## [What the exercise asks]
Repeat the material exactly as it appears.

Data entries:
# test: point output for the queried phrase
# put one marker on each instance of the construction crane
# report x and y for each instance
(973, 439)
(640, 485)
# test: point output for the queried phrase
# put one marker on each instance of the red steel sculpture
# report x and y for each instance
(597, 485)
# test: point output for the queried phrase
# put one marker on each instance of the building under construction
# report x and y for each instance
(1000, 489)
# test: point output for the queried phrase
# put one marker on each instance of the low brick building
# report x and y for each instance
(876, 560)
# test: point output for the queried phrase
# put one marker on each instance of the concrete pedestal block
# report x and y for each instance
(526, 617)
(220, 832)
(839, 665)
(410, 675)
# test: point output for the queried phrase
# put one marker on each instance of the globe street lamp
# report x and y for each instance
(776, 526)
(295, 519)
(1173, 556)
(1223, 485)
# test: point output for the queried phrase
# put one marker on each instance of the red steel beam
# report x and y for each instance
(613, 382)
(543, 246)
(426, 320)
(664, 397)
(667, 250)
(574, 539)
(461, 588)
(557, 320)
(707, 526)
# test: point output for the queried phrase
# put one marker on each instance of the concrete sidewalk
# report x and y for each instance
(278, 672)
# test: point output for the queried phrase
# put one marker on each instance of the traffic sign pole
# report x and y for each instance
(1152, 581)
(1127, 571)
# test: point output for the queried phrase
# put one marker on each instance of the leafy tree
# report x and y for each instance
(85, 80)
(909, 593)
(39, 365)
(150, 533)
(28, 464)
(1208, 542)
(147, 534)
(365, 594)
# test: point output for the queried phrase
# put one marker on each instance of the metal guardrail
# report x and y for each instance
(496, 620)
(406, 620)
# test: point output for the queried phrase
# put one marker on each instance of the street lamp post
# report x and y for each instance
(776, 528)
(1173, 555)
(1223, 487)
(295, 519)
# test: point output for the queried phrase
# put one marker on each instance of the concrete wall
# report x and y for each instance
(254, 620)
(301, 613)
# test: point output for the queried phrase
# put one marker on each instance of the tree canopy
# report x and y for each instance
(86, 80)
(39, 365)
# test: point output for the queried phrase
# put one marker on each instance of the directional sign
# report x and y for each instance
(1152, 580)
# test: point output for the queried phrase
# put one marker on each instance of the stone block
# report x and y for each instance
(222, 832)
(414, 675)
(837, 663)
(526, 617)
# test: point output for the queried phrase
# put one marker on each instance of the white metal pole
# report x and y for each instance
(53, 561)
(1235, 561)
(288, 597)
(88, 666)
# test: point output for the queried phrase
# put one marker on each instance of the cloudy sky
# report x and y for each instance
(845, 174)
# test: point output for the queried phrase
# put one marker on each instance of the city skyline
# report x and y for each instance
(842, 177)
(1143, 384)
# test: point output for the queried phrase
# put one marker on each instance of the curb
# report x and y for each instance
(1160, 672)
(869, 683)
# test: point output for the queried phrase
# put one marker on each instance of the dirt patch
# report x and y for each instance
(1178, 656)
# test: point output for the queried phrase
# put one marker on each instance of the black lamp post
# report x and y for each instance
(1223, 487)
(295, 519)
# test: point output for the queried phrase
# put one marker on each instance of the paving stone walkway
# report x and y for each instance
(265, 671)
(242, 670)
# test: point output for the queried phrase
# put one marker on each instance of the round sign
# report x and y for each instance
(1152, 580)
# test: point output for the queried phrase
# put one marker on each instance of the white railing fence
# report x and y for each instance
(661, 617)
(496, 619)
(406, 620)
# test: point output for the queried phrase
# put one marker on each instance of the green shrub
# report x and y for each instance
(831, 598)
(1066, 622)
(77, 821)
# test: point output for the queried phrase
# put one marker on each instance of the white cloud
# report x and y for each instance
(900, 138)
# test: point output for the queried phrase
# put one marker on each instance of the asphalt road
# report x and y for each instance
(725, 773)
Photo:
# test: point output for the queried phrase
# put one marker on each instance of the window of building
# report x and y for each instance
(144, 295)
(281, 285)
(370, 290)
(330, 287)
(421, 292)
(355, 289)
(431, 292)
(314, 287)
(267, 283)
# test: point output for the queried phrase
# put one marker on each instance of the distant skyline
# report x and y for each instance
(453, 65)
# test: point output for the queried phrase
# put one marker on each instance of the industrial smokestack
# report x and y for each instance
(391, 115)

## [Answer to this task]
# test: point output for the queried phrase
# put one marker on each instance of the construction crane
# report x and y for each instance
(973, 439)
(640, 485)
# test: point output for the queried phrase
# put one marker on each instance of the red steel sculpture
# report x and y for each instance
(597, 485)
# test: point output for the queried phrase
# put one marker on each instance of the building under construction
# report x and y for each instance
(1000, 489)
# test: point output for the queried phrase
# put one marker on each instance of the low brick building
# report x and y for each instance
(876, 560)
# test: point output for the queried phrase
# put one marker on each instance of the concrete pedestal block
# report x and y for each instance
(526, 617)
(220, 832)
(839, 665)
(410, 675)
# test: point output for the queried phrase
# put one marker on each instance of the globe street lamp
# report x and y for each instance
(776, 526)
(295, 519)
(1173, 556)
(1223, 485)
# test: point output for the queried phrase
# put one marker on each instance of the red steel beam
# report x and y for each instance
(613, 382)
(543, 246)
(426, 320)
(664, 397)
(667, 250)
(574, 539)
(461, 588)
(557, 320)
(707, 526)
# test: point output for the queried phrase
# put one marker on each instance of the concrete sidewalk
# report x and y for each instance
(278, 672)
# test: point output for the queried phrase
# put one marker on each instance of the traffic sign pole
# report x and y for each instance
(1152, 581)
(1127, 571)
# test: point output for the queried phrase
# put one marker on each instance of the leafy tree
# report x and y for each instance
(85, 80)
(909, 593)
(39, 365)
(150, 533)
(28, 464)
(1208, 542)
(147, 534)
(365, 594)
# test: point output for the queried phrase
# put one marker on each instance of the metal guardrail
# report x and y for each instance
(496, 620)
(406, 620)
# test: point output for the queried phrase
# put one marker on each instance of the street lamp post
# report x and y for each instance
(776, 528)
(1173, 555)
(1223, 487)
(295, 519)
# test: point output for the queried phrase
# put one marker on each instance of the concrete wall
# report x and y for each instance
(254, 620)
(301, 613)
# test: point output for the queried phrase
# put one marker on each instance of the tree canopy
# report x and y for each instance
(86, 80)
(39, 365)
# test: point output for the queried phrase
# put one marker on each instance of the directional sign
# report x and y for each instance
(1152, 580)
# test: point output for the queried phrase
# put one marker on each instance of the stone block
# report x and y for each instance
(222, 832)
(414, 675)
(837, 663)
(526, 617)
# test: point output for the queried phrase
# put one marker on each instance of the white metal pole
# report x and y for each instance
(53, 561)
(1235, 561)
(288, 597)
(88, 666)
# test: point output for the queried phrase
# put one marker on each instance of the cloudy sky
# report x and y for each instance
(845, 174)
# test: point output for the queried phrase
# put one marker on each instance of the city skyline
# report x and y for each instance
(842, 177)
(1143, 384)
# test: point output for the queried phrase
# put one marker on each instance of the curb
# report x and y for each instance
(1160, 672)
(869, 683)
# test: point output for the queried phrase
# put one marker on each instance of the dirt patch
# report x and y for each instance
(1178, 656)
# test: point output for the queried phrase
# put one marker on each instance of the black lamp post
# report x and y for each instance
(1223, 487)
(295, 519)
# test: point output for the queried phrase
# put one marker on each instance of the paving stone walkway
# report x and y for each instance
(265, 671)
(242, 670)
# test: point output for the queried phrase
# put one marker on each instance of the round sign
# report x and y for each instance
(1152, 580)
# test: point output for the queried phrase
# put one marker on each instance of the white railing fence
# report x and y for each instance
(661, 617)
(496, 619)
(406, 620)
# test: point output for the queried phrase
# put one marker on each instance of the green shrub
# report x and y for each instance
(831, 598)
(1066, 622)
(77, 821)
# test: point output for the queried phrase
# put one marker on each instance of the white cloud
# report x and y for each instance
(900, 138)
# test: point output for the queried phrase
# put one marker on each instance of the asphalt road
# report x and y for each instance
(725, 773)
Photo:
# test: point output for the queried phrase
# put one marker on each instance of the window of building
# report x and y for each instance
(144, 295)
(281, 285)
(370, 290)
(330, 287)
(421, 292)
(355, 289)
(431, 292)
(314, 287)
(267, 283)
# test: point output for the queried phrase
# put one marker on each instance of the distant skyline
# report x and y for each instance
(453, 65)
# test: point output for the queried phrase
# put one marker on each instance of the industrial smokestack
# report x and y for each instance
(391, 115)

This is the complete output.